Diese Einteilungen nach politischen Beweggründen von Straftaten sind oftmals reichlich albern und willkürlich, wenn es nicht gerade um Propagandadelikte geht. Und da gibt es auf der linken Seite nunmal - unverständlicherweise! - leider keine.


----------



## ruyven_macaran (3. Februar 2012)

*AW: Was ist eigentlich "links", was "rechts" (verstörende Ansichten des Polizeipräsidiums Berlin)*

Häh?
Ein Großteil der linken nicht-Gewalttaten in obiger Liste sind Fälle, in denen irgendwo Antifa oder Anarchiesymbole hinterlassen wurden. Das ist wohl genauso propaganda, wie Hakenkreuzgraffitis.


----------



## Icejester (3. Februar 2012)

*AW: Was ist eigentlich "links", was "rechts" (verstörende Ansichten des Polizeipräsidiums Berlin)*

Das ist in Deutschland bestenfalls Sachbeschädigung, aber kein Propagandadelikt.


----------



## ruyven_macaran (3. Februar 2012)

*AW: Was ist eigentlich "links", was "rechts" (verstörende Ansichten des Polizeipräsidiums Berlin)*

Siehen unsere Experten für zuverlässigste Klassifizierung ""politischer" Straftaten" offensichtlich anders:


			
				im Startpost genannte Anlage schrieb:
			
		

> *Propaganda*	24.11.2010 19:00:00	Unbekannte Täter sprühten ein Keltenkreuz an eine Hauswand.
####
### AUFGABEN:
A. Gib aus der Forumsdiskussion über politische Straftaten alles von „## Icejester (3.“ bis hinunter zu „aber kein Propagandadelikt.“ wortgetreu wieder.
B. Fahre mit der Forumsdiskussion über politische Straftaten an der Stelle fort, an der sie aufhört.
Das anschließende Material stammt aus einer anderen Quelle.

### ERFASSTE ANGABEN:
####
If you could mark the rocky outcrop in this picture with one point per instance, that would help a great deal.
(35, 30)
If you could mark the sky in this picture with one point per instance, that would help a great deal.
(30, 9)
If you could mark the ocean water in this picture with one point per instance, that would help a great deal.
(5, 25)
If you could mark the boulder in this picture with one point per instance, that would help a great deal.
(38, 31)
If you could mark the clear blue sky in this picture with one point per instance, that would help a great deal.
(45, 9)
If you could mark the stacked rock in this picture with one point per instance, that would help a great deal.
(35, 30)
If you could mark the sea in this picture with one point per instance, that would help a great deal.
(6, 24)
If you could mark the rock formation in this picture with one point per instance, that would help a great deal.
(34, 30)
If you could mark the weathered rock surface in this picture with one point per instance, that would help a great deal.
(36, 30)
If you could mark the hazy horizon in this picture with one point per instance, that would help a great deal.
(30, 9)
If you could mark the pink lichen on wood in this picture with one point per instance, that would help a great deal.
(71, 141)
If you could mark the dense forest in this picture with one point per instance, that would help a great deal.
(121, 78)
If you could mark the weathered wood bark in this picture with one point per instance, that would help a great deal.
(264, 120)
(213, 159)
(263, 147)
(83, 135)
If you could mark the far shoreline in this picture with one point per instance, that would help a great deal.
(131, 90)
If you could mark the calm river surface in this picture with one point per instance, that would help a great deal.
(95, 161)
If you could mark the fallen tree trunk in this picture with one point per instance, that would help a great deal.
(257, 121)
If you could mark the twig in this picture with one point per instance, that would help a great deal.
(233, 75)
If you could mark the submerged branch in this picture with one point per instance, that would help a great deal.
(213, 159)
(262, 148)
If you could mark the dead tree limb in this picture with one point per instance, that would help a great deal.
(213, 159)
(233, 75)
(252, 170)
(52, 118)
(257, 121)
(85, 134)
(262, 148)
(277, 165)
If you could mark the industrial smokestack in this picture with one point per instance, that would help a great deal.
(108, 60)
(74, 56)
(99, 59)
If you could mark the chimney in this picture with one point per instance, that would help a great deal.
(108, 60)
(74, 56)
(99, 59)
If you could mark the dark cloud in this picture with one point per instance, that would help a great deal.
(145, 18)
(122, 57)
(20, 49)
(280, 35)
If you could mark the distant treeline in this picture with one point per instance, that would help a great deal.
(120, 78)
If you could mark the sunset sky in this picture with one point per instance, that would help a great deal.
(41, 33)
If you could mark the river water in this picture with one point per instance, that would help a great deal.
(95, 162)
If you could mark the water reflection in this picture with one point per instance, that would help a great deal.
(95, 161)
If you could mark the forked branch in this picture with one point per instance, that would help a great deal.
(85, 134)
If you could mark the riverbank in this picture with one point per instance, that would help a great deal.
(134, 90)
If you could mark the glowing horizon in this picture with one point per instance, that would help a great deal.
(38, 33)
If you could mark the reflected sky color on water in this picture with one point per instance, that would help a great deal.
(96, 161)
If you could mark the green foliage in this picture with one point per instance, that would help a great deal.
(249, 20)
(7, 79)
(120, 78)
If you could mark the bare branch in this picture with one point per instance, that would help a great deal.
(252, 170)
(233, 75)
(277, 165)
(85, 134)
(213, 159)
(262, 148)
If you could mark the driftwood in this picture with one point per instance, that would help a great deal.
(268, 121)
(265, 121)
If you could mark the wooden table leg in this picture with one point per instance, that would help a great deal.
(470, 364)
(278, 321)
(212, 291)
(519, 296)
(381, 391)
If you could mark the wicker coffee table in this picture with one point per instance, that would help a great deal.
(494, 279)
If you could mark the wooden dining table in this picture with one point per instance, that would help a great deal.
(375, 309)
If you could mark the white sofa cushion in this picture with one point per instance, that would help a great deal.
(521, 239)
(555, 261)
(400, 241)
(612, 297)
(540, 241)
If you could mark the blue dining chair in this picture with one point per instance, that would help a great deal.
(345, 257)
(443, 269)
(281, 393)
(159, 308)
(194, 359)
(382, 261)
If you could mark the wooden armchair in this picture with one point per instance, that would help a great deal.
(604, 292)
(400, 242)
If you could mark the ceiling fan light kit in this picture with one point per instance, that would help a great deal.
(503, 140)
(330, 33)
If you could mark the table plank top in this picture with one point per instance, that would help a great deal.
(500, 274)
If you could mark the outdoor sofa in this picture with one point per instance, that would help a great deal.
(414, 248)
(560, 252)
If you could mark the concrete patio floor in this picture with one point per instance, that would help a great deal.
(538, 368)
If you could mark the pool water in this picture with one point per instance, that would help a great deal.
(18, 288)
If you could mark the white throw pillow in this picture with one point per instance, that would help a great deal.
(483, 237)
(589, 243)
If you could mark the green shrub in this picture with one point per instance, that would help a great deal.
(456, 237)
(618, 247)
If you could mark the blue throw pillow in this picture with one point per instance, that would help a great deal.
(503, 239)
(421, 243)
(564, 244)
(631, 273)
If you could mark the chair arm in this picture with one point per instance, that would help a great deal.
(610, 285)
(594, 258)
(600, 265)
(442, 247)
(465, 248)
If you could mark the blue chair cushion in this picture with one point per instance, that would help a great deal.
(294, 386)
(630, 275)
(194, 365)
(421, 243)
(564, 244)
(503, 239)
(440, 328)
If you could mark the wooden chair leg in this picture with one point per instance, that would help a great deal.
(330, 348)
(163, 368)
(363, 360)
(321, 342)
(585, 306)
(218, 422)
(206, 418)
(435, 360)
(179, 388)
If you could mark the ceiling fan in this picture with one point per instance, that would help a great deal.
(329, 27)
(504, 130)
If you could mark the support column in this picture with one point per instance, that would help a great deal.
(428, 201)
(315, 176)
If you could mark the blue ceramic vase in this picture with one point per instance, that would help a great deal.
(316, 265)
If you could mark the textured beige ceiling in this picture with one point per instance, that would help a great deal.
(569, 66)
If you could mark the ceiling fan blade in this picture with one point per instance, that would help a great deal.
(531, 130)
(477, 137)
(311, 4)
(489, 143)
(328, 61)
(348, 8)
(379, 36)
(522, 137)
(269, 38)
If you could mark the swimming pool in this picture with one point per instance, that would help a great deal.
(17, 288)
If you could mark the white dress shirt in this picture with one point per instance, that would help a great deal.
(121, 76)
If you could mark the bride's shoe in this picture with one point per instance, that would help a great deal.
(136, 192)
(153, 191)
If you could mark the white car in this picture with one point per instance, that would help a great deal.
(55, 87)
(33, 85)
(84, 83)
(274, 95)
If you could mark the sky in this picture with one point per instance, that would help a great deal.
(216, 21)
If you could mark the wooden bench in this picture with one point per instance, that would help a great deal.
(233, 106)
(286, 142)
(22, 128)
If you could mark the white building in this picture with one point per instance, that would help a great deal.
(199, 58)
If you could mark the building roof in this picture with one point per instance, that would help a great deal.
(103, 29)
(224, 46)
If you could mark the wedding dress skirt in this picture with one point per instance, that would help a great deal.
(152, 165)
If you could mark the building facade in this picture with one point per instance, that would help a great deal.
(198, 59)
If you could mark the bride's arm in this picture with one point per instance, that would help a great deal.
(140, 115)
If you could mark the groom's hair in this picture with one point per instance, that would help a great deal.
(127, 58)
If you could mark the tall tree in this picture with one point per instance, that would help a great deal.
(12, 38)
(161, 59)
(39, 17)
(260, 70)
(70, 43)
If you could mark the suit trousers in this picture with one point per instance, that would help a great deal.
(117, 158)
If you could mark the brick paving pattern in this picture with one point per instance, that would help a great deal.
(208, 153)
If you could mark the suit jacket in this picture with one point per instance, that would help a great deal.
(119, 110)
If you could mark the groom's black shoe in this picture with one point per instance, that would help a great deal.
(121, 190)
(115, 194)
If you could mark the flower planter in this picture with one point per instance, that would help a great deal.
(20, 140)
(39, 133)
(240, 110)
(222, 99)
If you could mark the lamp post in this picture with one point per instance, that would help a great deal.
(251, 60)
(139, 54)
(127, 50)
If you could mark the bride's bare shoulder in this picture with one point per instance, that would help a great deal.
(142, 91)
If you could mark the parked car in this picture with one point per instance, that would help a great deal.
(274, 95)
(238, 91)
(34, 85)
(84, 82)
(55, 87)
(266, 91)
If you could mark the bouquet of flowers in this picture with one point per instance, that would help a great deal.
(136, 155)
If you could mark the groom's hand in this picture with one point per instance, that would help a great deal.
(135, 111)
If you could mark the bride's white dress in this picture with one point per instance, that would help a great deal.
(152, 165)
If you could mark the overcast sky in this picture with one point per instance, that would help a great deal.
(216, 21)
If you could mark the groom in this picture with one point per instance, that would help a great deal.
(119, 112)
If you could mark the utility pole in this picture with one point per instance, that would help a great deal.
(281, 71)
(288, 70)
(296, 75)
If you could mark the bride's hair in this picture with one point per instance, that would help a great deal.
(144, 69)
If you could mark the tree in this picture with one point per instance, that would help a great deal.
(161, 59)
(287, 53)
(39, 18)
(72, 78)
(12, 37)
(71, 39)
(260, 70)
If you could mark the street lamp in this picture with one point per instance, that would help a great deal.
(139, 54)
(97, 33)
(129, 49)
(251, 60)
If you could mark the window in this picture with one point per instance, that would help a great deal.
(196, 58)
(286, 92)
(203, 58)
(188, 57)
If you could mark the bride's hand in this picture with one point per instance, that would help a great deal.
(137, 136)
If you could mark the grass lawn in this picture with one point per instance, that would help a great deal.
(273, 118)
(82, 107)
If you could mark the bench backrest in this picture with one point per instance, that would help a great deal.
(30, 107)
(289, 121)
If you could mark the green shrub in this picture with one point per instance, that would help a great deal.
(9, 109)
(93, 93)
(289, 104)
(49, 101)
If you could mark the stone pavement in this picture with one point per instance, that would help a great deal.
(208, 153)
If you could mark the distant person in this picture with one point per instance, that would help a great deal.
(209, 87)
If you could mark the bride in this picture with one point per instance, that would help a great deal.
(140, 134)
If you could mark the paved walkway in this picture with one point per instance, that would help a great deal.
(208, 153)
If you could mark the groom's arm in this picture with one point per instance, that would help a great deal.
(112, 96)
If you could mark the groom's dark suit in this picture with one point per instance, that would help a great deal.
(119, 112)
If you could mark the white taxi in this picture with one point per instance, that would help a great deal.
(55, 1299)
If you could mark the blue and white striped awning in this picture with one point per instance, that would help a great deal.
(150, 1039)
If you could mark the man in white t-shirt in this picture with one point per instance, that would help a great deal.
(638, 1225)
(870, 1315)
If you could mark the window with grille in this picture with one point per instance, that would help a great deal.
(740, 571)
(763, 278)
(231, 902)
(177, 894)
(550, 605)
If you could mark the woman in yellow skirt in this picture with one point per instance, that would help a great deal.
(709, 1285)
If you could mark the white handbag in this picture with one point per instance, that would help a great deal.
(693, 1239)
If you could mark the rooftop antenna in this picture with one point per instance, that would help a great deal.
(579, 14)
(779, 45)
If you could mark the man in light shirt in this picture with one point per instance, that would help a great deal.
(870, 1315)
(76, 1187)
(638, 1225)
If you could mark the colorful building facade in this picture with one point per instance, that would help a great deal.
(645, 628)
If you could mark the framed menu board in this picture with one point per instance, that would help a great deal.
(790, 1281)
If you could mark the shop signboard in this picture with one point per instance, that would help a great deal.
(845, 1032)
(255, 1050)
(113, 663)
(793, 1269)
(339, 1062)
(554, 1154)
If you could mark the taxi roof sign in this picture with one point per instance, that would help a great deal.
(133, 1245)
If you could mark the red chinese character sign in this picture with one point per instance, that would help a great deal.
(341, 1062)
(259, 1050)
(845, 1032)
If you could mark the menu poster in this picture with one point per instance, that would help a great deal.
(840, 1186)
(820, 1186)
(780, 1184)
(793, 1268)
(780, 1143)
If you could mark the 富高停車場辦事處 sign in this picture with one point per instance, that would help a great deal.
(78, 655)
####
### DIE LÖSUNGEN:
A.
## Icejester (3. Februar 2012)

*AW: Was ist eigentlich "links", was "rechts" (verstörende Ansichten des Polizeipräsidiums Berlin)*

Das ist in Deutschland bestenfalls Sachbeschädigung, aber kein Propagandadelikt.

B.
 (Ähnliche Fälle füllen gut zwei Seiten. Dazu kommen noch einige mehr, in denen *************************** / Hitler Rufe als Propaganda gewertet wurden.)

Zugegeben: Bei den linken lautet die Kategorie immer "sonstiges", wenn irgendwo mehr-oder-minder eindeutige Symbole hinterlassen oder Sprüche skandiert wurden.


----------



## quantenslipstream (3. Februar 2012)

*AW: Was ist eigentlich "links", was "rechts" (verstörende Ansichten des Polizeipräsidiums Berlin)*



Icejester schrieb:


> Und was ist eigentlich, wenn ich einen Ausländer verprügele, der mich einfach ganz blöd angemacht oder bedroht hat?


 
Dann wirst du wegen Körperverletzung angeklagt und verurteilt.


----------



## Sperrfeuer (3. Februar 2012)

*AW: Was ist eigentlich "links", was "rechts" (verstörende Ansichten des Polizeipräsidiums Berlin)*



ruyven_macaran schrieb:


> Zu derart weitreichenden Behauptungen bitte Quellen vorlegen.


 
"In der Polizeidirektion Dessau bekamen Polizisten angesichts der  hohen Zahl rechtsextremer Straftaten sogar offenbar die Anweisung, etwas  weniger zu arbeiten. Drei Staatsschützer, die erfolgreich gegen Nazis  ermittelt hatten, wurden zum Dienstgespräch zitiert - und vom  stellvertretenden Polizeipräsidenten angeblich darauf hingewiesen, "dass  man nicht alles sehen müsse." Bei Panorama berichteten die  Staatsschützer über ihre anschließende Versetzung."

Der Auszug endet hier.